• _ESTRATTO DELLA PAGINA_:
"""
1 - SIRIA, IL GOVERNO SI E' DIMESSO...
(ANSA) - Il governo siriano si è dimesso. Lo riferisce la tv siriana. Il presidente siriano Bashar Al Assad ha accettato le dimissioni del governo, riferisce la tv di Stato. L'esecutivo guidato dal premier Muhammad Naji al Utri, zio della first lady Assma al Assad, era in carica dal 2003 e le sue dimissioni erano state annunciate in via ufficiosa da giorni, nell'ambito delle attese riforme politiche promesse dalla presidenza siriana giovedì scorso.
2 - ATTIVISTI, DISSIDENTI SCETTICI RIFORME REGIME...
(Lorenzo Trombetta per "l'ANSA") - Scetticismo e paura impregnano gli ambienti dei giovani dissidenti siriani, che in queste ore seguono nelle varie città del Paese la massiccia mobilitazione "del popolo siriano unito" inscenata oggi a favore del regime "in tutte le regioni" della Siria in attesa dell'annunciato discorso del presidente Bashar al Assad. E denunciano "arresti sommari di decine di persone" nelle ultime 48 ore.
"""
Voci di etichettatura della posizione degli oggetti
"""
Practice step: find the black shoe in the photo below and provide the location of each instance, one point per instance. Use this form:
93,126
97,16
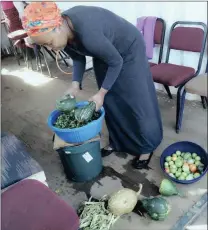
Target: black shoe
141,164
106,152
"""
• _ISTRUZIONI_:
a) Riassumi in due frasi l'estratto sulla Siria.
b) Riporta il passo dell'estratto sulla Siria cominciando dalle parole "(ANSA) - Il" e fermandoti dopo le parole "SCETTICI RIFORME REGIME...".

• _RISPOSTE PER COMPITO_:
a) Il governo siriano guidato dal premier Muhammad Naji al Utri, in carica dal 2003, si è dimesso e il presidente Bashar al Assad ha accettato le dimissioni, già annunciate in via ufficiosa nell'ambito delle attese riforme politiche. Intanto i giovani dissidenti seguono con scetticismo e paura la massiccia mobilitazione a favore del regime e denunciano arresti sommari di decine di persone nelle ultime 48 ore.

b)
(ANSA) - Il governo siriano si è dimesso. Lo riferisce la tv siriana. Il presidente siriano Bashar Al Assad ha accettato le dimissioni del governo, riferisce la tv di Stato. L'esecutivo guidato dal premier Muhammad Naji al Utri, zio della first lady Assma al Assad, era in carica dal 2003 e le sue dimissioni erano state annunciate in via ufficiosa da giorni, nell'ambito delle attese riforme politiche promesse dalla presidenza siriana giovedì scorso.
2 - ATTIVISTI, DISSIDENTI SCETTICI RIFORME REGIME...